• **STATED GOAL**: Locate the line that contains "Practice. Pick out the giraffe head". Copy it and every following line through the end of the records, exactly, and include nothing else.

• **DATA EXCERPTS**:
----

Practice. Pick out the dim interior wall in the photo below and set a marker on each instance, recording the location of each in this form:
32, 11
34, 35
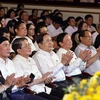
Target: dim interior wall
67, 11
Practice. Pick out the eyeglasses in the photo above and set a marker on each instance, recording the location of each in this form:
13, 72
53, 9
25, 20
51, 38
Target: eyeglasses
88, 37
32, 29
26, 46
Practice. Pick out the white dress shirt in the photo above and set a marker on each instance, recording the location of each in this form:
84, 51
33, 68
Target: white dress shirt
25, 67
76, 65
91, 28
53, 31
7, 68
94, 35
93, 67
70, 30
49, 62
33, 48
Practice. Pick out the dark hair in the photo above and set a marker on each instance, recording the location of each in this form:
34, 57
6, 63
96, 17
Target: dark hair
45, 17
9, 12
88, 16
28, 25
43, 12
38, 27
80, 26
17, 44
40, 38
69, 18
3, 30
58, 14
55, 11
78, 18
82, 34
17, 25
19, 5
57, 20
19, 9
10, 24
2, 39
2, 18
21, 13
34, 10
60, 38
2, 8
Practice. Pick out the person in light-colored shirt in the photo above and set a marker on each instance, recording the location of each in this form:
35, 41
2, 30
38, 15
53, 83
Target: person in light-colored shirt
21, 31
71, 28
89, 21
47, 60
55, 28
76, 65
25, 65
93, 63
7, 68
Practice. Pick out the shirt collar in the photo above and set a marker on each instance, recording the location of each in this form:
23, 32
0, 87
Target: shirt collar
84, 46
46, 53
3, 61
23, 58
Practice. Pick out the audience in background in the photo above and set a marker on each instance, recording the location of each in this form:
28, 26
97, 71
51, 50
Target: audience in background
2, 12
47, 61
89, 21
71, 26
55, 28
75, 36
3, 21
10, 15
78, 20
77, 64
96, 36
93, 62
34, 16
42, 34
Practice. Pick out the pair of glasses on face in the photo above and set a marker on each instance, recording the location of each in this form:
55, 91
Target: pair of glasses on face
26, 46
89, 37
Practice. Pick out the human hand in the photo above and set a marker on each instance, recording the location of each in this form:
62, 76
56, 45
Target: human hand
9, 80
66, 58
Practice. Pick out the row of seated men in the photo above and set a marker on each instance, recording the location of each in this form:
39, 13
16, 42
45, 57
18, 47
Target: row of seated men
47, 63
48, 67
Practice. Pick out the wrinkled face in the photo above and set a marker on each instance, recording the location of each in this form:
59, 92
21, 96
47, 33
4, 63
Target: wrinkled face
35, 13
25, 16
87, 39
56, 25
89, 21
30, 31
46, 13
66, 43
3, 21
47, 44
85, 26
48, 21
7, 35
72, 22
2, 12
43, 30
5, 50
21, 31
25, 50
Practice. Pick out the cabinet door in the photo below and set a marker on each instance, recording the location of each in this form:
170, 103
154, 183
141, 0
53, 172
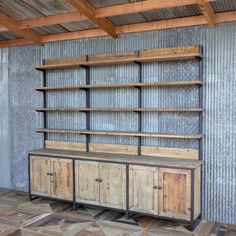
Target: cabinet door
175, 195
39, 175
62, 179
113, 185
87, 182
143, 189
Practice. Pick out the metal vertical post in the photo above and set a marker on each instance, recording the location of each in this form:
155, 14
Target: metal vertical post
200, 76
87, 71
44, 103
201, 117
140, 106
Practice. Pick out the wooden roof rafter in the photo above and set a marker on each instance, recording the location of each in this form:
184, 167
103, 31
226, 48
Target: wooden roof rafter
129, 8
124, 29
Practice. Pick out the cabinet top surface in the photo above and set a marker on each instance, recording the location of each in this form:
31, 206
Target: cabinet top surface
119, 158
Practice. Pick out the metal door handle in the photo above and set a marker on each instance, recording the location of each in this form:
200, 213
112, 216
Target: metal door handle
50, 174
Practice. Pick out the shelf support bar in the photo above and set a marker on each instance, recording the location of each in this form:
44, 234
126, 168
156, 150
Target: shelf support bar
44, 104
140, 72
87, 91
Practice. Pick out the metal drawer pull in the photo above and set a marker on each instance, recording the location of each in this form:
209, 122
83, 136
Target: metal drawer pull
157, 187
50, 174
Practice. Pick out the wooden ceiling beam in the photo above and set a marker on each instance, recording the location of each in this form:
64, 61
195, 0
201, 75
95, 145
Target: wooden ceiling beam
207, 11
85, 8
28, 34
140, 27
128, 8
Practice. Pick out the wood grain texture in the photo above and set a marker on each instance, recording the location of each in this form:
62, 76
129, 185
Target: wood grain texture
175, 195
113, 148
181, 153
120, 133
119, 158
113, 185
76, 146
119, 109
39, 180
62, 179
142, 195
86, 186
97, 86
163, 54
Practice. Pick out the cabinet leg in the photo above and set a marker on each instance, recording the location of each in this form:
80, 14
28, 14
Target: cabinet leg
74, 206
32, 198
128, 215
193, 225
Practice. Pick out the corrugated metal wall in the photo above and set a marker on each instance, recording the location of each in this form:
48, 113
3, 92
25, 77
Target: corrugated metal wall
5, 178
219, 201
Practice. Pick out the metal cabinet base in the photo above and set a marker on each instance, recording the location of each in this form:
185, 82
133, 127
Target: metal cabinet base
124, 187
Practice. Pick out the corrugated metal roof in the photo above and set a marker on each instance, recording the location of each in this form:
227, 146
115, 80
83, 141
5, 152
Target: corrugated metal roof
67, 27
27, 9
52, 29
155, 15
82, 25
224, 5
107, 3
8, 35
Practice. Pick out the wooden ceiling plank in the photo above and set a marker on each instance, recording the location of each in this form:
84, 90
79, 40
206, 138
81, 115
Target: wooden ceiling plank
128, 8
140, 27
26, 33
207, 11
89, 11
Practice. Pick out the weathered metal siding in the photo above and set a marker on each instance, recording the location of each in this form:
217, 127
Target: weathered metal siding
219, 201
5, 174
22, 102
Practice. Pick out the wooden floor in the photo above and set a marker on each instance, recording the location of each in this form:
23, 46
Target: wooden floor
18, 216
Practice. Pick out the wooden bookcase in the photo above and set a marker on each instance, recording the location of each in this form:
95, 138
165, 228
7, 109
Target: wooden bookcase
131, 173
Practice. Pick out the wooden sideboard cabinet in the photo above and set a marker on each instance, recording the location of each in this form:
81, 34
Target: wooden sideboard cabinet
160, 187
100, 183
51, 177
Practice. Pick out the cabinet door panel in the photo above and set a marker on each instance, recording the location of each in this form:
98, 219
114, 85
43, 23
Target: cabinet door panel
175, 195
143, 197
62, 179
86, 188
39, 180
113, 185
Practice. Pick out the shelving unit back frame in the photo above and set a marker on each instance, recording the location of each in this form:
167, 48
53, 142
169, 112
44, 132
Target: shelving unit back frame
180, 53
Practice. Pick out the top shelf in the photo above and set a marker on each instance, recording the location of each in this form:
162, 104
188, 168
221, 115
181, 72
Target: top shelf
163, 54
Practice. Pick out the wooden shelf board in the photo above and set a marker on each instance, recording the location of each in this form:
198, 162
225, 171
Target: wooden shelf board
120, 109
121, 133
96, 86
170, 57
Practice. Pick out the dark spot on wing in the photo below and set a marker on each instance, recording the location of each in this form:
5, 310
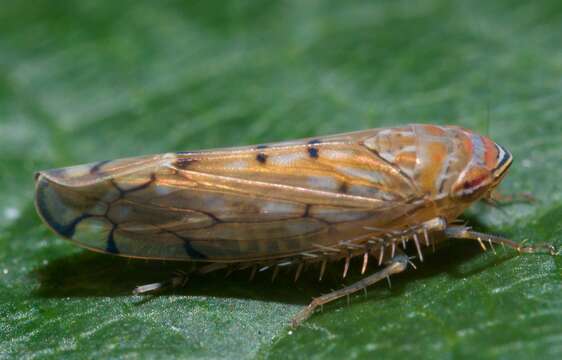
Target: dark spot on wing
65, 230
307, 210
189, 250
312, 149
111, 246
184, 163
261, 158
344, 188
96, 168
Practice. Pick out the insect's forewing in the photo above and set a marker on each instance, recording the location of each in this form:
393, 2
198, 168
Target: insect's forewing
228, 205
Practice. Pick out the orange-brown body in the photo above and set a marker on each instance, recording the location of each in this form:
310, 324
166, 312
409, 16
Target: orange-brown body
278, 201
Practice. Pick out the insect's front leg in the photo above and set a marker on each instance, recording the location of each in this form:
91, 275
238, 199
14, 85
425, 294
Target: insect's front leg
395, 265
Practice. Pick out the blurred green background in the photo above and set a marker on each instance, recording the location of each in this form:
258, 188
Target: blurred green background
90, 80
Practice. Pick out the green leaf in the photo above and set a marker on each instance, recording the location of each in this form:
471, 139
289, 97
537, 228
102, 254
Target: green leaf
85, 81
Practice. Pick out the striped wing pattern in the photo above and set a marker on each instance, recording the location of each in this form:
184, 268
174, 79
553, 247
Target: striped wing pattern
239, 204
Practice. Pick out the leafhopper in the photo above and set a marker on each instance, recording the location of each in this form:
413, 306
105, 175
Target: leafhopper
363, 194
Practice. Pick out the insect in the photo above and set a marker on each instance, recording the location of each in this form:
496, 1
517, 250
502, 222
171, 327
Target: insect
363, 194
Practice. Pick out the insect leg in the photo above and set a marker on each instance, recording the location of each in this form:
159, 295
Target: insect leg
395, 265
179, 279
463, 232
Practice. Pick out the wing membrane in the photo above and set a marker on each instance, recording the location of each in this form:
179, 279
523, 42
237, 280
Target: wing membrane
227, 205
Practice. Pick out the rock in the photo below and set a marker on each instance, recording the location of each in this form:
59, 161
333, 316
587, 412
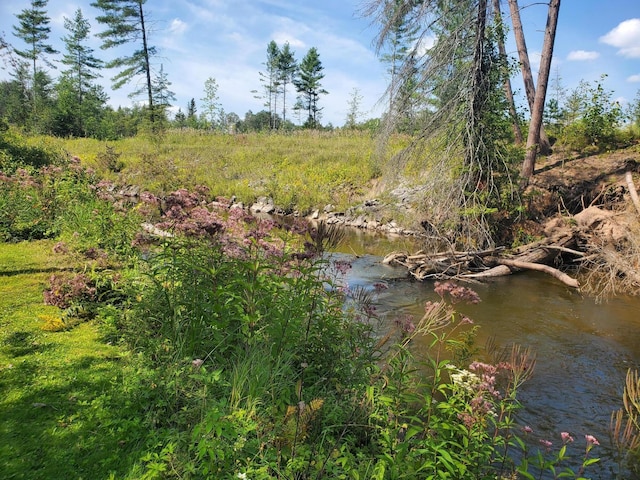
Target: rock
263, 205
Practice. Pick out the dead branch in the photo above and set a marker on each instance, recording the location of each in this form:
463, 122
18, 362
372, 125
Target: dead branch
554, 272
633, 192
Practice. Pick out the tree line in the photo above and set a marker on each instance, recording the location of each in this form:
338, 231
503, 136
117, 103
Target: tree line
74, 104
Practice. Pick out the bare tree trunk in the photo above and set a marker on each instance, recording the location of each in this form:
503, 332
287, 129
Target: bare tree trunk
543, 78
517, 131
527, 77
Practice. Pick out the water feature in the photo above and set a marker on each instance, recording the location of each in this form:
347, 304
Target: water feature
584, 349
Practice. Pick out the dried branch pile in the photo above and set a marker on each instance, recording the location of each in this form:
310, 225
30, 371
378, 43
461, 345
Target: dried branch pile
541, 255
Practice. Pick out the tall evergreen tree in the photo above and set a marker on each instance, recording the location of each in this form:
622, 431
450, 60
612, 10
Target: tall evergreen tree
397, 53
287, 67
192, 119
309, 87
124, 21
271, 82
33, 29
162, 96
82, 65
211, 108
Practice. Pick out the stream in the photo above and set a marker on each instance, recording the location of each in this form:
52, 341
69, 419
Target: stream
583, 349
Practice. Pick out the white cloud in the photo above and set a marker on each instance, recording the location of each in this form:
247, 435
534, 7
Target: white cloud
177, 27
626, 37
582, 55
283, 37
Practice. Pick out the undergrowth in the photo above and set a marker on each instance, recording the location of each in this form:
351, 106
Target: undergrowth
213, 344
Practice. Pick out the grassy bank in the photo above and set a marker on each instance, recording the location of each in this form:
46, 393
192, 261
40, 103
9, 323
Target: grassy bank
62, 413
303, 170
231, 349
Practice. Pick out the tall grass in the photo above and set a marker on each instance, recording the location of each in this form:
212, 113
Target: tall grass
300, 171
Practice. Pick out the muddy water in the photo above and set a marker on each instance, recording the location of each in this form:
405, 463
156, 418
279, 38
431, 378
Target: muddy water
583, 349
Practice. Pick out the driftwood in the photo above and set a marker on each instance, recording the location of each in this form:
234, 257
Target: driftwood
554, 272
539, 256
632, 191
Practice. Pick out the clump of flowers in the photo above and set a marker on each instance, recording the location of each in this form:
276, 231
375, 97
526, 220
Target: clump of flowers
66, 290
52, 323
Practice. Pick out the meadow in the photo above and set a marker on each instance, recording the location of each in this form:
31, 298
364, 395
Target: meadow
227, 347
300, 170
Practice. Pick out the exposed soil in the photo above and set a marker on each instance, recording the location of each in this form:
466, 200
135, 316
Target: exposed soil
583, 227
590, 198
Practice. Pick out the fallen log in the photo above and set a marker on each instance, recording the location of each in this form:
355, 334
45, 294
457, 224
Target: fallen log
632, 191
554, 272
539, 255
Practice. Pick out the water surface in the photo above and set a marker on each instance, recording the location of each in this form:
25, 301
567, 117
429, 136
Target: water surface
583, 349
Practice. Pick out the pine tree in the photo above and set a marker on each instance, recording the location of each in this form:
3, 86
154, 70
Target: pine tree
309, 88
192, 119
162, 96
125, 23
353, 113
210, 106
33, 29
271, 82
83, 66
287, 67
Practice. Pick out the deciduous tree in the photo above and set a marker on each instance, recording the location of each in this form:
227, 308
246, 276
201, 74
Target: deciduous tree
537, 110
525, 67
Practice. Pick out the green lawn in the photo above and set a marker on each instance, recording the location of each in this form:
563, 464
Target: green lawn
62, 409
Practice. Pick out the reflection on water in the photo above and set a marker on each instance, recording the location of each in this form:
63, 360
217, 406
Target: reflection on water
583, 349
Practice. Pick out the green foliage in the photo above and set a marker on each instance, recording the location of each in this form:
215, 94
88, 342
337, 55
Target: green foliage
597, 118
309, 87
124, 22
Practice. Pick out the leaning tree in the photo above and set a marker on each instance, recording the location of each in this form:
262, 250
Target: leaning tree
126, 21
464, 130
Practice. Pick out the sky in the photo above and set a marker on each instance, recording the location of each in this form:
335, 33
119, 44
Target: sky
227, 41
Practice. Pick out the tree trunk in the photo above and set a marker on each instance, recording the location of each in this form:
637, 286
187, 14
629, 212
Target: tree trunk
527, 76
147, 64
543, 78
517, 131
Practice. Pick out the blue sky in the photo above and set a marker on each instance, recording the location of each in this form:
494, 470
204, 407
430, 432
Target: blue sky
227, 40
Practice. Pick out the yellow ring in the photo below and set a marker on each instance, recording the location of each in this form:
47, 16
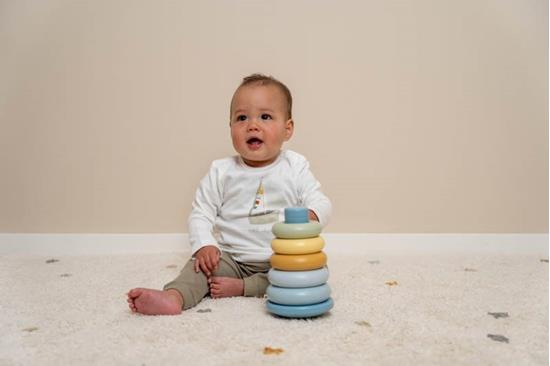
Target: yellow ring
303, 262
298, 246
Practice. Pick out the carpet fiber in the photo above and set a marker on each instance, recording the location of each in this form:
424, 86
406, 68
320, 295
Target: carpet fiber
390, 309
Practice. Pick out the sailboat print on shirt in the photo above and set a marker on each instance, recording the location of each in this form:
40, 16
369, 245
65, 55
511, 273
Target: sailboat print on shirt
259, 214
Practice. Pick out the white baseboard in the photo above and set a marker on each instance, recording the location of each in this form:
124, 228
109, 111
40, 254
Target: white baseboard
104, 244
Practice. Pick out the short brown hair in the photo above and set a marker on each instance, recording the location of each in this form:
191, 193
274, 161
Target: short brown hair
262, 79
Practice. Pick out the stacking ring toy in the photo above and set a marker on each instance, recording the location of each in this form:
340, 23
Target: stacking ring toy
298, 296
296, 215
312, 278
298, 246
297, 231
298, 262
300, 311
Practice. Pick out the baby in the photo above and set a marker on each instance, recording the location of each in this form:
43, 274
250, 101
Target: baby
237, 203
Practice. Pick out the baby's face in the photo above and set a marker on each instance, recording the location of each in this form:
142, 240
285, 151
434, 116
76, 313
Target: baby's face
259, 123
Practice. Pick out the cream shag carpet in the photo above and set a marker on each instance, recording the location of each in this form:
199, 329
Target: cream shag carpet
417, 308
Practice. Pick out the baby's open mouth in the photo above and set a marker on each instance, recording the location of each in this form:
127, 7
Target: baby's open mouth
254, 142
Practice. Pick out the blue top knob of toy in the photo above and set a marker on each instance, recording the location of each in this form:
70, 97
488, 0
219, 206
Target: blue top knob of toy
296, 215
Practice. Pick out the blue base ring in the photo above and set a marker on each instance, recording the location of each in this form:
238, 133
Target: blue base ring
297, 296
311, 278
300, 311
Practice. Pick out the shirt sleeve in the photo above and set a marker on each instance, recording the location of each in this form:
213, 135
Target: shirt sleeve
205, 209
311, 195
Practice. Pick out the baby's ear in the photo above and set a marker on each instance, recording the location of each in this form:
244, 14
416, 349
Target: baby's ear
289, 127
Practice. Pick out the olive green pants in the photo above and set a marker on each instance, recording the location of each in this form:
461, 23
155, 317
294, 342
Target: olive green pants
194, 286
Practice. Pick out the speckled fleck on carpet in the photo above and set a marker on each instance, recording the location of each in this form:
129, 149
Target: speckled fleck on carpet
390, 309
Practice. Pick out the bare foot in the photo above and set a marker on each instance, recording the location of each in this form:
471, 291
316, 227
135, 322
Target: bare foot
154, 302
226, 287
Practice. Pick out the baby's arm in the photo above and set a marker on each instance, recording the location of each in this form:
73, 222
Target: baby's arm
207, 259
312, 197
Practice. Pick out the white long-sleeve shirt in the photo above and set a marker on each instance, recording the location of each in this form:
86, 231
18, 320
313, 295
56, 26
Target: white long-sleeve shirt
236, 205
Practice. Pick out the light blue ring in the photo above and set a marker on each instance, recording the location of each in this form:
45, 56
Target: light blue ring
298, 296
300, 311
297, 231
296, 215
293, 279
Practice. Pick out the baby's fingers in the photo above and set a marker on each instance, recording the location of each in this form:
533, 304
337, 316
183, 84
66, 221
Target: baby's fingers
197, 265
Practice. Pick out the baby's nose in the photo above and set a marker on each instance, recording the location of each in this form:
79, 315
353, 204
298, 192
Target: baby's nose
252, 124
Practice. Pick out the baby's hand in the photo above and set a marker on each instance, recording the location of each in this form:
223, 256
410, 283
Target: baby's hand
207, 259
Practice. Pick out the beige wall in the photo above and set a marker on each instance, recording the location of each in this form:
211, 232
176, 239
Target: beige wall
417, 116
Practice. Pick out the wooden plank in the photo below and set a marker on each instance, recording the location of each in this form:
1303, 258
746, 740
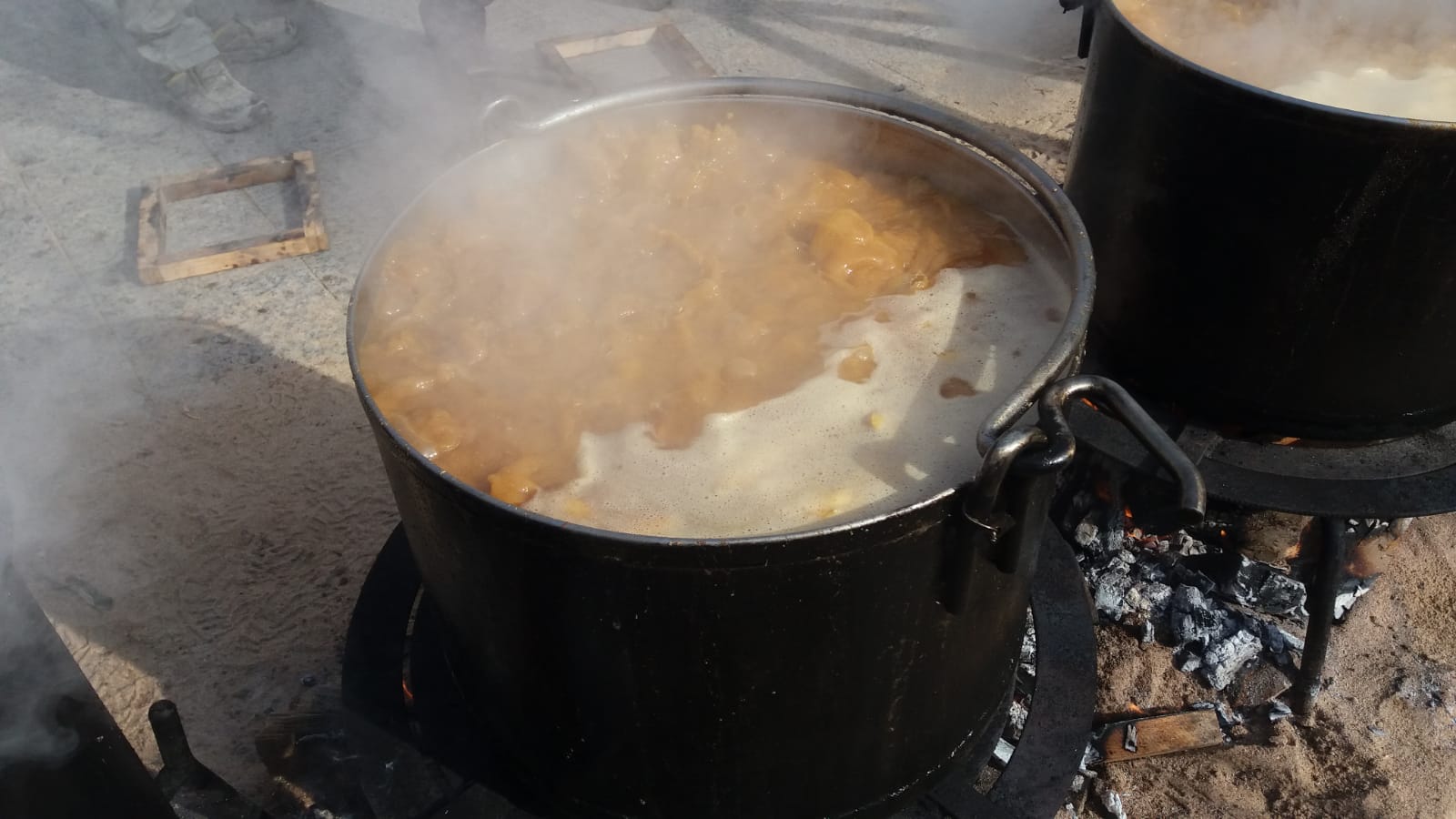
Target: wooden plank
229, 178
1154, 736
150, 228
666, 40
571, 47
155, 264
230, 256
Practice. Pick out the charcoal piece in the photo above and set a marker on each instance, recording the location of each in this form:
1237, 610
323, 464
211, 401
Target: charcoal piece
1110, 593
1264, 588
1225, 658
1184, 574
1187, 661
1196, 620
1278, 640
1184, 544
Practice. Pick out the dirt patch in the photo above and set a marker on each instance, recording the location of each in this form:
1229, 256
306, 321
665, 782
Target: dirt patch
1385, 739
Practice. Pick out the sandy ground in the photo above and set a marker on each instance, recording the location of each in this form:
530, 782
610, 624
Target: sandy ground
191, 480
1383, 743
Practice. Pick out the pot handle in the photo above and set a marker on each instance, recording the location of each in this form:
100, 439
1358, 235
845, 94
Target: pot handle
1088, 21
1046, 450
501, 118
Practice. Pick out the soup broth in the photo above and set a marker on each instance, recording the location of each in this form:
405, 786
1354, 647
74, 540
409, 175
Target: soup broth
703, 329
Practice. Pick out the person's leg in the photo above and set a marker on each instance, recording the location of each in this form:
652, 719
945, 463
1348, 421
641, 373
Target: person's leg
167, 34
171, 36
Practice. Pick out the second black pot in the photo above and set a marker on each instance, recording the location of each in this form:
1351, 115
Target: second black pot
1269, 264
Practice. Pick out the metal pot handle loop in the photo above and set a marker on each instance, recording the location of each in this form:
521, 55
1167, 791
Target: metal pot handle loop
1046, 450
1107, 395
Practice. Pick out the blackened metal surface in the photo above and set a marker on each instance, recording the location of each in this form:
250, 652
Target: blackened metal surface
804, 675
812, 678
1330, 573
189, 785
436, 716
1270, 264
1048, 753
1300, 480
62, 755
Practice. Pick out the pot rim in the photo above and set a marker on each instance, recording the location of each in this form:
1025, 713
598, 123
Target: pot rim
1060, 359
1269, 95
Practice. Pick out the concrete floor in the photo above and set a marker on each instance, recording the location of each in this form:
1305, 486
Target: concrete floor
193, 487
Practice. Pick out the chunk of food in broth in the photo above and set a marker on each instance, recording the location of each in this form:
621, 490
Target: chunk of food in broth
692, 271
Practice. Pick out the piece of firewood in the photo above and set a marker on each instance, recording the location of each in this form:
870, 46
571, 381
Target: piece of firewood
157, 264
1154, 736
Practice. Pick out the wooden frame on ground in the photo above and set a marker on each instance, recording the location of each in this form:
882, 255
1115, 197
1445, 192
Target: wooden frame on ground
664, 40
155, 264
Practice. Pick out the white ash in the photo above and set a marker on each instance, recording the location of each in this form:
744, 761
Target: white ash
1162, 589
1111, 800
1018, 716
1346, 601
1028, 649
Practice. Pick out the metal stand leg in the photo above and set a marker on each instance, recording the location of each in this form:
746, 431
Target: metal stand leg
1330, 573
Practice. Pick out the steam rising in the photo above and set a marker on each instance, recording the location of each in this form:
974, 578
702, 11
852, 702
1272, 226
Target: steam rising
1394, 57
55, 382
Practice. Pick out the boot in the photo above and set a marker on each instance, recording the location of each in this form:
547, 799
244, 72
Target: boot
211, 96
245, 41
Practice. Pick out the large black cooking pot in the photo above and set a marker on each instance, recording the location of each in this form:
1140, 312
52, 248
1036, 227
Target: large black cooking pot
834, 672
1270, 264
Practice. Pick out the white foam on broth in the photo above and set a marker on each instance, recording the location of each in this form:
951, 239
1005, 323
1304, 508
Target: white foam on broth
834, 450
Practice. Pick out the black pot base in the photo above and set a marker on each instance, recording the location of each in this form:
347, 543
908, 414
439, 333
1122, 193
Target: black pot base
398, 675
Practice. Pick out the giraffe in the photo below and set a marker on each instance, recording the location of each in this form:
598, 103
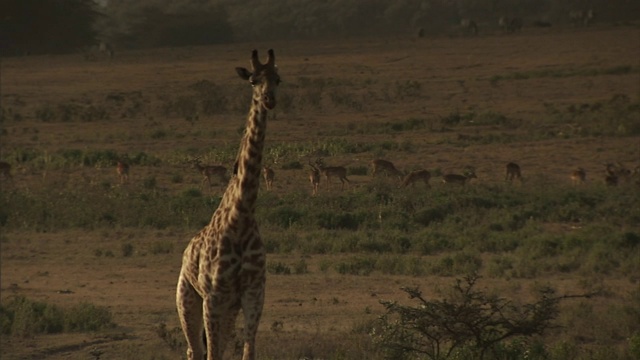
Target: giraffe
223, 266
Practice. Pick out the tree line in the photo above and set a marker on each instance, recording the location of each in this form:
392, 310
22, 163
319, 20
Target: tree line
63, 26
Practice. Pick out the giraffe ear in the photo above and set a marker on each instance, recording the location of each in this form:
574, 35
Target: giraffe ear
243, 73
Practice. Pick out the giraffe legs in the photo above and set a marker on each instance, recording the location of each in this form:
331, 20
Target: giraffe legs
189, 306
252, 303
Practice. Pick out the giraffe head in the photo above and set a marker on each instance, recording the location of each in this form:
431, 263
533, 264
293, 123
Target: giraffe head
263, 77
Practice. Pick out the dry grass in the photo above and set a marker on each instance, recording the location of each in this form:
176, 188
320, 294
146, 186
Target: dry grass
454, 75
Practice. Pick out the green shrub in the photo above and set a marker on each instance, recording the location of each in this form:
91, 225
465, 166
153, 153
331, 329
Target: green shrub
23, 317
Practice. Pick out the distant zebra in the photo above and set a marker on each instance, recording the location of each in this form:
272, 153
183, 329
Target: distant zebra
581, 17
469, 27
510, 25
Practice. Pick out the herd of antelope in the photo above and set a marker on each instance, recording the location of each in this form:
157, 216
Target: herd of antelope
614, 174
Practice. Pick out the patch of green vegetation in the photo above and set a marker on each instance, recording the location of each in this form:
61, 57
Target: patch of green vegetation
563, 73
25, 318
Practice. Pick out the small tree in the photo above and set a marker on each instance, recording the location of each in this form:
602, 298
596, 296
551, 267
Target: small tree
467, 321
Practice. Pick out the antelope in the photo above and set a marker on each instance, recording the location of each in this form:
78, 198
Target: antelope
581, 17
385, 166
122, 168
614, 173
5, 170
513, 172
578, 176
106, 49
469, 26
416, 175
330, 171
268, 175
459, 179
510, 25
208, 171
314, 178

----

• **ANSWER TO THE EXERCISE**:
Practice. Pick out the giraffe head in the photo above and set a marker on each instance, recording the location of each in this form:
431, 263
533, 264
293, 123
Target: giraffe head
263, 77
Practice. Pick out the dry grass in the photo above and set a marker on each instance, recording the location of each in this form:
176, 188
320, 294
146, 186
Target: dry grass
454, 75
Practice. Pick out the green shrub in the photo above and set a marker on each instance, recording the location of each in this form:
91, 225
465, 166
153, 153
331, 329
Target: green shrub
23, 317
Practice. Pick out the distant zebra in the photo above and set a marker on each instance, recording the location of each in this form:
272, 153
183, 329
Target: distant zebra
581, 17
469, 27
510, 25
Practice. Pick out the herd of antelope in the photo above and set a marker on each instance, recording the location of each in this form:
157, 216
Target: herd of antelope
614, 174
Practice. Pick out the patch of green vegetation in the photo above and set a marker on each instance, recording the location of each in this form:
61, 57
Target: patch of green vegetation
563, 73
25, 318
Practice. Pick out the small tree in the photo above and set a marker on each instance, recording the location of each in this form:
602, 298
596, 296
551, 267
Target: small tree
467, 321
Practice. Pick out the antelope in the photo above and set a marker on each instance, recording the location of each in this form:
78, 198
Target: antelope
581, 17
385, 166
122, 168
614, 173
5, 170
513, 172
578, 176
106, 49
469, 26
416, 175
330, 171
268, 175
459, 179
510, 25
208, 171
314, 178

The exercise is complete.